WRITTEN TASKS:
**A.** From the Barnes Foundation article, list every place Collins says early photographers traveled to.
**B.** Rewrite the part of the Barnes Foundation article starting with "The Barnes Foundation has" and going on through "your portrait painted.", replacing "exhibition" with "show".

DOCUMENT:
——
Barnes Foundation explores history of photography

Wednesday, March 13, 2019
6abc Loves the Arts: 'From Today, Painting is Dead explores photography history
6abc Loves the Arts: 'From Today, Painting is Dead explores photography history. Karen Rogers reports during Action News at 7 a.m. on March 3, 2019.

The Barnes Foundation has a new exhibition that explores the history of photography.

Titled "From Today, Painting is Dead", it includes nearly 250 photographs taken from around 1840 to 1890.

"Photographers in these early years tried to make pictures that looked like paintings," explains Thom Collins, Executive Director and President of The Barnes Foundation.

The art form was created and evolved in Britain and France but photographers in those early days would travel.

"To places like Greece and Rome," Collins says. "Africa and to Asia where photographers were making the first photographs and bringing them back to Europe."

By the 1850s, getting your picture taken had become much more affordable than having your portrait painted.

"We see a lot of portraits of anonymous people," Collins says, pointing to finely detailed daguerreotypes included in the exhibition.

But the early cameras were big and cumbersome and did not make the art easy.

"It could take minutes of exposure time just to make one picture," Collins points out. "Who could stay still for that long?"
——
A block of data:
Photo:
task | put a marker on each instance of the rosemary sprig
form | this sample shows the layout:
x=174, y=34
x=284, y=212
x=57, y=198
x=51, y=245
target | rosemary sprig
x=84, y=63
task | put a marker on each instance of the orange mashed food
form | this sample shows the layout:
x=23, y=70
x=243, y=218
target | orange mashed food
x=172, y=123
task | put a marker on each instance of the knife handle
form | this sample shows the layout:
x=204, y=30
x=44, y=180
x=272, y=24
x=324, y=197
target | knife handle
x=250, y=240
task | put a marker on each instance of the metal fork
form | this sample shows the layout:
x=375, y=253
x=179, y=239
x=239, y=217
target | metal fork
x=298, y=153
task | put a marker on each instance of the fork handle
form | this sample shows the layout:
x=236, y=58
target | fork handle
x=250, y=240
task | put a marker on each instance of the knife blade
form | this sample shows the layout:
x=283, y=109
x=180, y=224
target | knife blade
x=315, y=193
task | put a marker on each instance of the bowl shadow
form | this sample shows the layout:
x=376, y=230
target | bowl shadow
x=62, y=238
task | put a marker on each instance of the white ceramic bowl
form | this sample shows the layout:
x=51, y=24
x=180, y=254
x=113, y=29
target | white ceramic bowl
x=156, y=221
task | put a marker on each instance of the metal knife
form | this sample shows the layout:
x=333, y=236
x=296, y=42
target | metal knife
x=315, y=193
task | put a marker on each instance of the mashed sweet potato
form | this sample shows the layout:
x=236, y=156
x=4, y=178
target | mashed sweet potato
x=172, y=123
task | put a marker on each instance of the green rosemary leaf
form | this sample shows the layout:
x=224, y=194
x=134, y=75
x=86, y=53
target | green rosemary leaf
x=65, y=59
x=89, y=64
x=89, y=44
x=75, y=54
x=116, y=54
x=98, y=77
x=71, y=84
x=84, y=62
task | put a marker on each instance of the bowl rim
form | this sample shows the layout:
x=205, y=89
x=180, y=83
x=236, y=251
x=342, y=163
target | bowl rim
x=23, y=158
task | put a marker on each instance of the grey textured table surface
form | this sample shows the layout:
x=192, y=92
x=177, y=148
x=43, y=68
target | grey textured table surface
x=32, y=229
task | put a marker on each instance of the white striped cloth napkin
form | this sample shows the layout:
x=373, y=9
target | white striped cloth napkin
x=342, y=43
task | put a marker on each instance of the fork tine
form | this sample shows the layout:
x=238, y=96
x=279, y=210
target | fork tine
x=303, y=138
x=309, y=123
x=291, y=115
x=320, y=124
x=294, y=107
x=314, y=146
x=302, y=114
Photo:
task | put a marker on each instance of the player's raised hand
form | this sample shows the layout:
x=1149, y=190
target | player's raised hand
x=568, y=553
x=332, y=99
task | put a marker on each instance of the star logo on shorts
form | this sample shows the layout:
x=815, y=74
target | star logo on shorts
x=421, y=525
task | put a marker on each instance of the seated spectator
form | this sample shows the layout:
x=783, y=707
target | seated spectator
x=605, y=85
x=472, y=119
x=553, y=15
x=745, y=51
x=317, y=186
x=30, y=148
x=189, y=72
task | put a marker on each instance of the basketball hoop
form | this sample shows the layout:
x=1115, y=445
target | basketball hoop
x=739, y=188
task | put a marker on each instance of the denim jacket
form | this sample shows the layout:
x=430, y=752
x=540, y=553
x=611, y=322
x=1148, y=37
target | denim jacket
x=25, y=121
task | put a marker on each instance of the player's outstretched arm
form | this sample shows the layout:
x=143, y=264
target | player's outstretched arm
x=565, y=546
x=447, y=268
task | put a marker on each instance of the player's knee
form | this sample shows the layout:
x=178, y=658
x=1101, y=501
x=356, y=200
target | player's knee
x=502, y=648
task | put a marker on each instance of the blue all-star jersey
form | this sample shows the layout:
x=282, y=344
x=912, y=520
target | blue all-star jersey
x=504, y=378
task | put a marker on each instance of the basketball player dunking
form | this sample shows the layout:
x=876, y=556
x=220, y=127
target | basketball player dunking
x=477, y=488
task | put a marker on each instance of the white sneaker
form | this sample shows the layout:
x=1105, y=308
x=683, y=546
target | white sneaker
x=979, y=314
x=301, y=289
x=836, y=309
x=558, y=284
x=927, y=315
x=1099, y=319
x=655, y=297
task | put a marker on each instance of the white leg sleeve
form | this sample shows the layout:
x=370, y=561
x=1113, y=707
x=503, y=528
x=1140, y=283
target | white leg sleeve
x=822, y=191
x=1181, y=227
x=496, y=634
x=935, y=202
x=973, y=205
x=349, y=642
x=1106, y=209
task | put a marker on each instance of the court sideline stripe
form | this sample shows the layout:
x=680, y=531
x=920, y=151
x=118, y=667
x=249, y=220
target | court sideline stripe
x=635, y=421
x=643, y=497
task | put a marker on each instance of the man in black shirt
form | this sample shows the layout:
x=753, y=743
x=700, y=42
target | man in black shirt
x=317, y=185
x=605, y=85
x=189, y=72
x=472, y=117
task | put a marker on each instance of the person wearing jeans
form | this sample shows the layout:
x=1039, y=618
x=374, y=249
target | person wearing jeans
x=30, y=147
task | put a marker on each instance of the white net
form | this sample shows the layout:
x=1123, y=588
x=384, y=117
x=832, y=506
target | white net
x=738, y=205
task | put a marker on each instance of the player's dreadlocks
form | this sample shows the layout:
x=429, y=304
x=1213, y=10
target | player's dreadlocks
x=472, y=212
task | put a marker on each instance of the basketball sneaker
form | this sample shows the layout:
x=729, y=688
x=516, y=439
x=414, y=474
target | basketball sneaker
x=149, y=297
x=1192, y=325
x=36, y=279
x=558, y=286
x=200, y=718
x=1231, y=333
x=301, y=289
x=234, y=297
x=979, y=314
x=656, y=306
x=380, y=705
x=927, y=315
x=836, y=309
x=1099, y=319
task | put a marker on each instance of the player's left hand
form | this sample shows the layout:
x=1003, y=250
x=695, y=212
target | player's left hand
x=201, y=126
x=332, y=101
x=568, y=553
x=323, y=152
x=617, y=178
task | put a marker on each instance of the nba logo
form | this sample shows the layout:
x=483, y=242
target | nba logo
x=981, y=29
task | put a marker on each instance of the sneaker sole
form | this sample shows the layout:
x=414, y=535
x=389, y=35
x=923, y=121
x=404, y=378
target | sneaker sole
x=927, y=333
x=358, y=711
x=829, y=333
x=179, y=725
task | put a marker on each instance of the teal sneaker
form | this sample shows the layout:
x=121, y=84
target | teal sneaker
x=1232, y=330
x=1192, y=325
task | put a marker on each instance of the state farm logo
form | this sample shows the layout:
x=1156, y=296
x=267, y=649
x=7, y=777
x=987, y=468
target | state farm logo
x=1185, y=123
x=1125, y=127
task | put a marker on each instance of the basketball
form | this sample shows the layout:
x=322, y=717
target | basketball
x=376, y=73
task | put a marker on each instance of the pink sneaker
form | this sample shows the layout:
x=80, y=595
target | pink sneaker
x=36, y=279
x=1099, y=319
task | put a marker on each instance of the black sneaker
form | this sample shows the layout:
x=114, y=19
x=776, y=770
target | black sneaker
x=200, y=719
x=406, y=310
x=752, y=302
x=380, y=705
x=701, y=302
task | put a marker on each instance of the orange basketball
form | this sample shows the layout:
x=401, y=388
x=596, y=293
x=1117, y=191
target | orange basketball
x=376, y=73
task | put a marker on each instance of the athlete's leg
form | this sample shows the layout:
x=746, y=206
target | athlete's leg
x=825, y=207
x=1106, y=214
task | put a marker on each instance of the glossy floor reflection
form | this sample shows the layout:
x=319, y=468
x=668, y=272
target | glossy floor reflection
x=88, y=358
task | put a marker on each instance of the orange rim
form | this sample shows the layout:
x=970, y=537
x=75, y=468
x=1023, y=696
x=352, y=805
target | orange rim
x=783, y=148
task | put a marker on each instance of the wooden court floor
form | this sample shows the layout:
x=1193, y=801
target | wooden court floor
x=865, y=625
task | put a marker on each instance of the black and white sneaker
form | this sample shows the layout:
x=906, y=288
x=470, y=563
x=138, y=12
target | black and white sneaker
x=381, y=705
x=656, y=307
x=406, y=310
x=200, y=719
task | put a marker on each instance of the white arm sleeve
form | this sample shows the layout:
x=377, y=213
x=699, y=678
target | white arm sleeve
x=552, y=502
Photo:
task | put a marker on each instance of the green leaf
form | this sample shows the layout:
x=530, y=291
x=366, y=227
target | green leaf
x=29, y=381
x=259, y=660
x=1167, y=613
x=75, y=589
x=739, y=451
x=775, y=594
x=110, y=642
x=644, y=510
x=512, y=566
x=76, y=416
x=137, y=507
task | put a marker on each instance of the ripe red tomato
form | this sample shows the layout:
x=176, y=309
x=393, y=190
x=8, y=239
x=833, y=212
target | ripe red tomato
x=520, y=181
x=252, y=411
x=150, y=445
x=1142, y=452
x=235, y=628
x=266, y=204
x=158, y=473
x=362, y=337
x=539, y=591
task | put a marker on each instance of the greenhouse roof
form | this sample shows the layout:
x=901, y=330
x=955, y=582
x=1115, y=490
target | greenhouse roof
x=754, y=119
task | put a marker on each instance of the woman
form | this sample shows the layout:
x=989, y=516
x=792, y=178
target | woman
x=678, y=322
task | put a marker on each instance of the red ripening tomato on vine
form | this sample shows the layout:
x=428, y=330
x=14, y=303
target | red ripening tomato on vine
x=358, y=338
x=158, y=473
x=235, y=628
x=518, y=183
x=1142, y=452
——
THE RESULTS:
**A.** Greece, Rome, Africa, Asia

**B.**
The Barnes Foundation has a new show that explores the history of photography.

Titled "From Today, Painting is Dead", it includes nearly 250 photographs taken from around 1840 to 1890.

"Photographers in these early years tried to make pictures that looked like paintings," explains Thom Collins, Executive Director and President of The Barnes Foundation.

The art form was created and evolved in Britain and France but photographers in those early days would travel.

"To places like Greece and Rome," Collins says. "Africa and to Asia where photographers were making the first photographs and bringing them back to Europe."

By the 1850s, getting your picture taken had become much more affordable than having your portrait painted.